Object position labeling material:
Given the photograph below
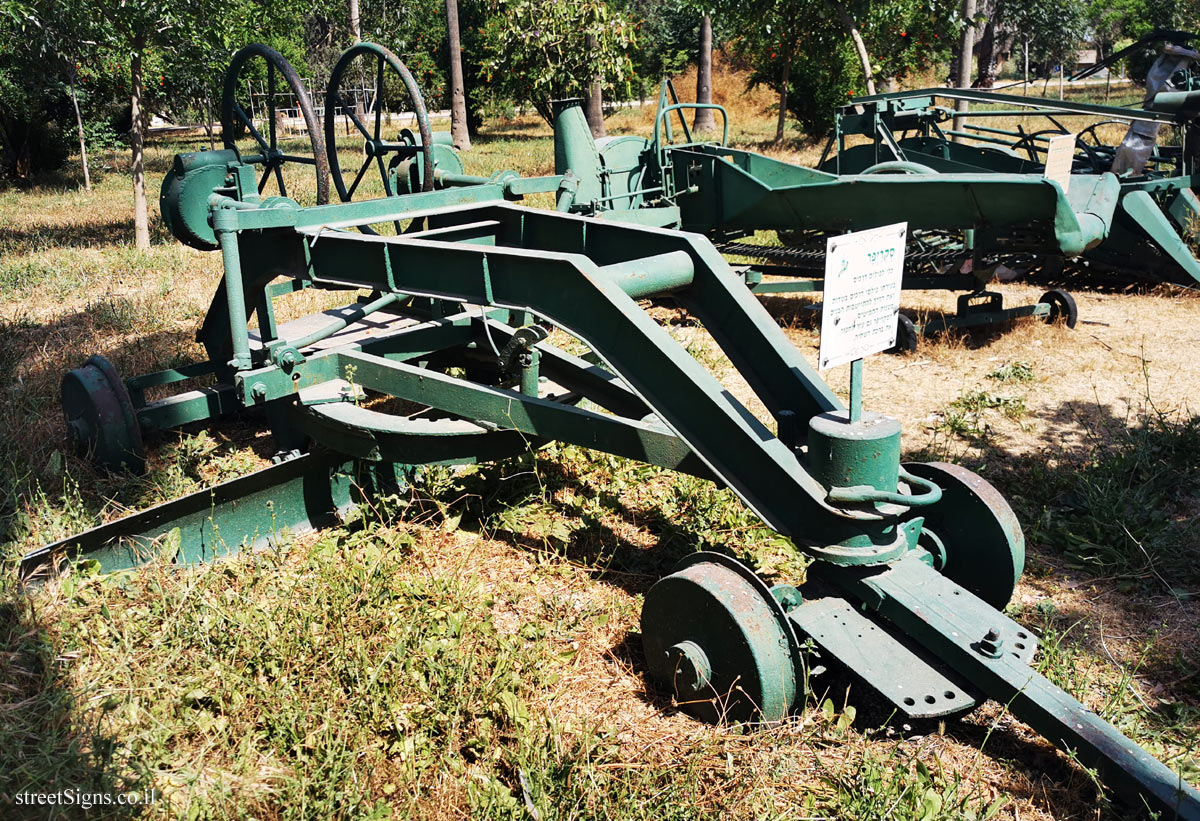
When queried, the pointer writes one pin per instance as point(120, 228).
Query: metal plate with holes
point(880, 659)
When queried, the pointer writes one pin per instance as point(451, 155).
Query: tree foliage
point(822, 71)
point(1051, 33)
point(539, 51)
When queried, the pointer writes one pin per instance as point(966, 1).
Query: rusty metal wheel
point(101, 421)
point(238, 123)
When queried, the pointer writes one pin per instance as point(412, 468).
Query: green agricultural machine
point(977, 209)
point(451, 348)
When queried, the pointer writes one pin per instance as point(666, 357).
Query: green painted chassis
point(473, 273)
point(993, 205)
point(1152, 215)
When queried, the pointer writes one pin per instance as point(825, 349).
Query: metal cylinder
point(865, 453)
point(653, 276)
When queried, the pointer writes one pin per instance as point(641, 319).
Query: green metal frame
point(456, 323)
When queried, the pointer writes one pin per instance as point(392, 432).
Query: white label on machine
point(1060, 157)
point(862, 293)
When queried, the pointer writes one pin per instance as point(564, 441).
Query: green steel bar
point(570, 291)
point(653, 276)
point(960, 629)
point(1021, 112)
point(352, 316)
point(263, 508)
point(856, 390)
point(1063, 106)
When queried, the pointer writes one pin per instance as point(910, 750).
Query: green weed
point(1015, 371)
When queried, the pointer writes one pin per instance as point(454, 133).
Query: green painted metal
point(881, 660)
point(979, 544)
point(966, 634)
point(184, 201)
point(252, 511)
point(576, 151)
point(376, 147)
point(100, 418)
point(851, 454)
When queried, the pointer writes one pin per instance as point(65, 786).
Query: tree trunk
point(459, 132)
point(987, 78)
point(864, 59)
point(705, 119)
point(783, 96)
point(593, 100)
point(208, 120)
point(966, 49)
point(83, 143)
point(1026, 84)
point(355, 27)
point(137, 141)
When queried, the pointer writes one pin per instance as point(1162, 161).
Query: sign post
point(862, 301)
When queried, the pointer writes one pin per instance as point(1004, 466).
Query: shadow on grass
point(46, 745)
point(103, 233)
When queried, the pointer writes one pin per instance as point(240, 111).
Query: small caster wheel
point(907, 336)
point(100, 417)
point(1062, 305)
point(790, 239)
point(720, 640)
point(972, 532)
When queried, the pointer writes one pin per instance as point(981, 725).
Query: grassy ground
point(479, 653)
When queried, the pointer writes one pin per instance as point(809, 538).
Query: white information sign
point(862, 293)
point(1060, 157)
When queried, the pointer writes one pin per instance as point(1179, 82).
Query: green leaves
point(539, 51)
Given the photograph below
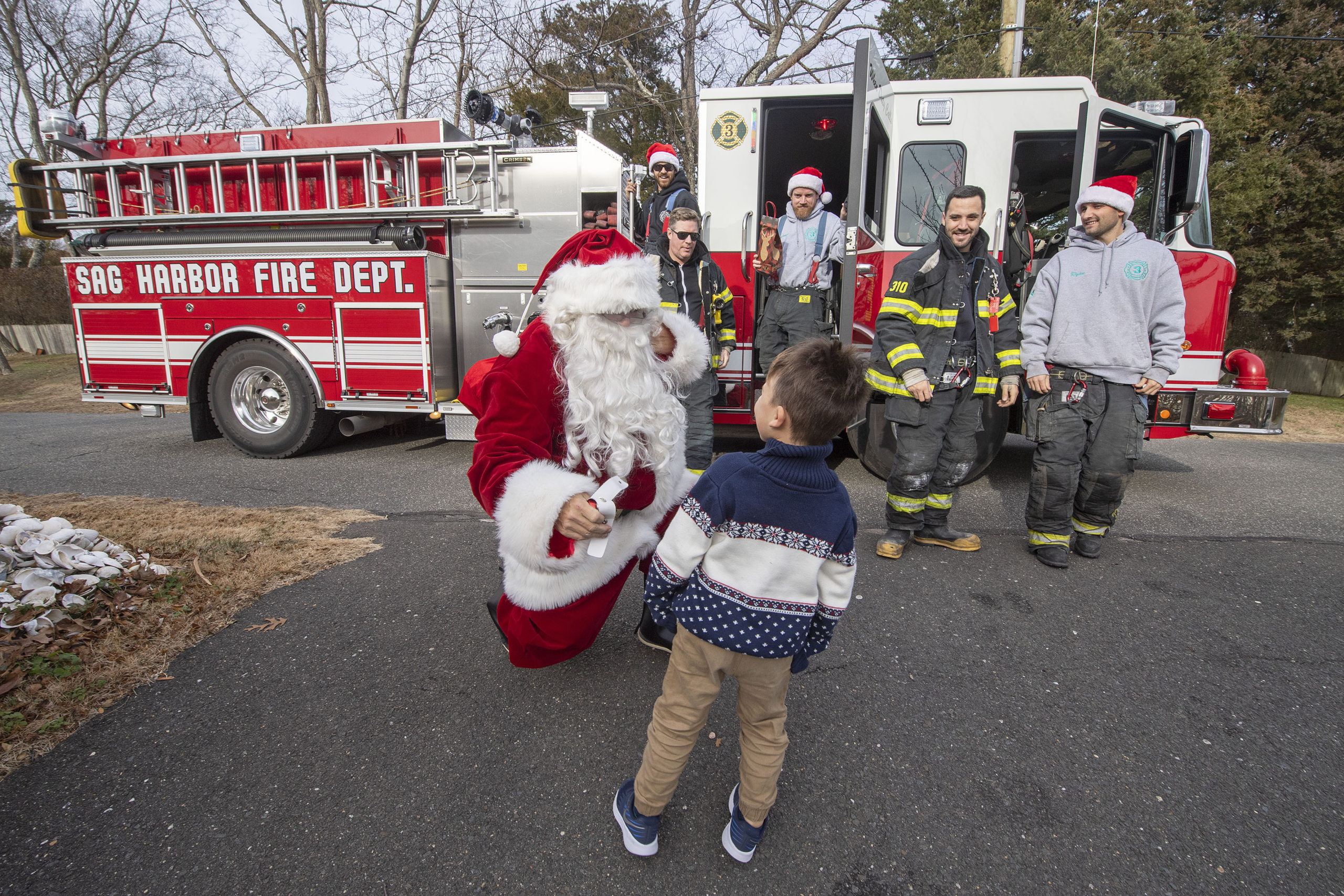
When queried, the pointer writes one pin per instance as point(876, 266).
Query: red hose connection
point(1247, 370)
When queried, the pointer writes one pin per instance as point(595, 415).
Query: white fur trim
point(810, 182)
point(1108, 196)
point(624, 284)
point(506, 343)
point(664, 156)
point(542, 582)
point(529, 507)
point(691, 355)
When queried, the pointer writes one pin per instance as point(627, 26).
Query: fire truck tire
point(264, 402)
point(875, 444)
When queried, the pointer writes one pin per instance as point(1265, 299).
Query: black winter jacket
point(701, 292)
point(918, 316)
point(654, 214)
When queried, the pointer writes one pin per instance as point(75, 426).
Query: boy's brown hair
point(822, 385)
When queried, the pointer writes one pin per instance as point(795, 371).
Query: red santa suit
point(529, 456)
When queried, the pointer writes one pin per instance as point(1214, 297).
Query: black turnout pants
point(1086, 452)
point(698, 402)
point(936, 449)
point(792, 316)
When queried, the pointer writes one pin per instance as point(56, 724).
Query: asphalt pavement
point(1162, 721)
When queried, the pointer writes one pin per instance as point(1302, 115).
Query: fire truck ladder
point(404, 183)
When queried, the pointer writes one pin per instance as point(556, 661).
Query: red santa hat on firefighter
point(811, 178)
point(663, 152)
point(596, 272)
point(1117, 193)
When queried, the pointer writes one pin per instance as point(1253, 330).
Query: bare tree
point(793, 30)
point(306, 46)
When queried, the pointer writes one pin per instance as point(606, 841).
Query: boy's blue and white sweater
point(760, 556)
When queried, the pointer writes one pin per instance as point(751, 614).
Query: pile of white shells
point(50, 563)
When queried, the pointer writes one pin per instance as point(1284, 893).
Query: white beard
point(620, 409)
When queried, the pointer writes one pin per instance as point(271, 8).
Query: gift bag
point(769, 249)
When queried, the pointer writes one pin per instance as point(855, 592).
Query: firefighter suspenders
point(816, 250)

● Task objective
Rewrite every line of the material above as a numbered list, leaving out blank lines and the pictures.

● Reply
1. Given the photograph below
2. When queried, the pointer writes one pin per instance as point(120, 228).
3. Query: metal plate with holes
4. point(880, 659)
5. When queried, the pointer writes one pin per instance as point(451, 155).
6. Query: tree foliage
7. point(822, 71)
8. point(1051, 33)
9. point(539, 51)
10. When queried, the pointer writes one pin per instance as point(966, 1).
11. Query: rusty metal wheel
12. point(101, 421)
13. point(238, 123)
14. When queried, the pointer writes one pin per instance as point(412, 468).
15. Query: green agricultural machine
16. point(977, 209)
17. point(451, 348)
18. When queried, the pointer writes one pin per instance as point(666, 357).
19. Query: green painted chassis
20. point(473, 273)
21. point(993, 205)
22. point(1152, 215)
23. When queried, the pointer writes one pin per instance as point(825, 349).
24. Query: metal cylinder
25. point(865, 453)
26. point(653, 276)
27. When queried, the pointer writes one pin per instance as point(641, 319).
28. Query: green metal frame
29. point(456, 323)
30. When queried, the pointer writes one pin per instance as point(392, 432).
31. Query: white label on machine
32. point(1060, 157)
33. point(862, 293)
34. When queried, the pointer writes one pin per instance as point(564, 441).
35. Query: green steel bar
36. point(570, 291)
37. point(653, 276)
38. point(960, 629)
39. point(1021, 112)
40. point(352, 316)
41. point(263, 508)
42. point(856, 390)
43. point(1063, 106)
44. When queried, the pointer writes one pin per instance as point(910, 750).
45. Query: green weed
46. point(1015, 371)
47. When queried, the pointer writes one pin per instance as point(454, 133).
48. Query: green painted metal
49. point(881, 660)
50. point(979, 544)
51. point(966, 634)
52. point(184, 201)
53. point(252, 511)
54. point(576, 151)
55. point(376, 147)
56. point(100, 418)
57. point(851, 454)
58. When queried, the pointer writes one pin per instance as point(65, 786).
59. Query: tree trunk
60. point(459, 132)
61. point(987, 78)
62. point(864, 59)
63. point(705, 119)
64. point(783, 96)
65. point(593, 100)
66. point(208, 120)
67. point(966, 49)
68. point(83, 143)
69. point(1026, 84)
70. point(355, 27)
71. point(137, 141)
72. When queried, the pointer writes one pin per instance as point(1162, 161).
73. Query: sign post
74. point(862, 301)
75. When queried, the pointer writes one pin per instance as point(1004, 466).
76. Query: shadow on grass
77. point(46, 745)
78. point(103, 233)
79. When queried, the pointer writes one pin per instance as point(240, 111).
80. Query: small caster wheel
81. point(907, 336)
82. point(100, 417)
83. point(1062, 305)
84. point(790, 239)
85. point(720, 640)
86. point(972, 532)
87. When queried, the pointer writes one pin per instance as point(981, 725).
88. Query: grassy ground
89. point(479, 653)
90. When queried, the pointer writes one pin per instance as point(809, 538).
91. Query: white information sign
92. point(862, 293)
93. point(1060, 157)
94. When queried, the pointer writes one pin per instance as point(1179, 82).
95. Query: green leaves
96. point(539, 51)
97. Given the photograph below
98. When queried, the pointer writes one pin per instance as point(876, 266).
99. Query: red hose connection
100. point(1247, 370)
101. When queried, the pointer writes one pin per instance as point(595, 415).
102. Query: white fur trim
103. point(810, 182)
104. point(1108, 196)
105. point(624, 284)
106. point(506, 343)
107. point(664, 156)
108. point(542, 582)
109. point(529, 507)
110. point(691, 355)
111. When queried, the pointer writes one pin per instance as point(627, 26).
112. Query: fire truck tire
113. point(264, 402)
114. point(875, 444)
115. When queried, the pointer writes one pin per instance as point(1265, 299).
116. Query: black winter jacket
117. point(701, 292)
118. point(918, 316)
119. point(654, 214)
120. When queried, the pointer writes one pin per instance as point(75, 426).
121. Query: boy's brown hair
122. point(822, 385)
123. When queried, the pointer writes one pin per instance as point(795, 371).
124. Query: red santa suit
125. point(529, 456)
126. When queried, the pointer writes one pin per instance as point(1214, 297).
127. Query: black turnout pants
128. point(1086, 452)
129. point(698, 402)
130. point(936, 449)
131. point(792, 316)
132. When queried, the pointer writes one pin per instance as point(56, 724).
133. Query: asphalt pavement
134. point(1162, 721)
135. When queried, the pointer writes one pin per instance as point(1302, 115).
136. Query: fire truck ladder
137. point(404, 183)
138. When queried, the pointer writes one pin per instance as point(556, 661).
139. Query: red santa hat on firefighter
140. point(811, 178)
141. point(663, 152)
142. point(596, 272)
143. point(1117, 193)
144. When queried, the pointer writes one pin per instance as point(1253, 330).
145. Query: bare tree
146. point(793, 30)
147. point(306, 46)
148. When queried, the pointer writes one pin per instance as point(606, 841).
149. Query: boy's blue and white sweater
150. point(760, 556)
151. When queried, the pointer writes one pin per instance as point(751, 614).
152. Query: pile of white shells
153. point(50, 563)
154. When queried, the pointer writes one pin per instance as point(1284, 893).
155. Query: white beard
156. point(620, 409)
157. When queried, the pointer writes one pin per instance as point(271, 8).
158. Query: gift bag
159. point(769, 249)
160. When queried, the pointer writes one pin per instance as point(855, 592).
161. Query: firefighter suspenders
162. point(816, 250)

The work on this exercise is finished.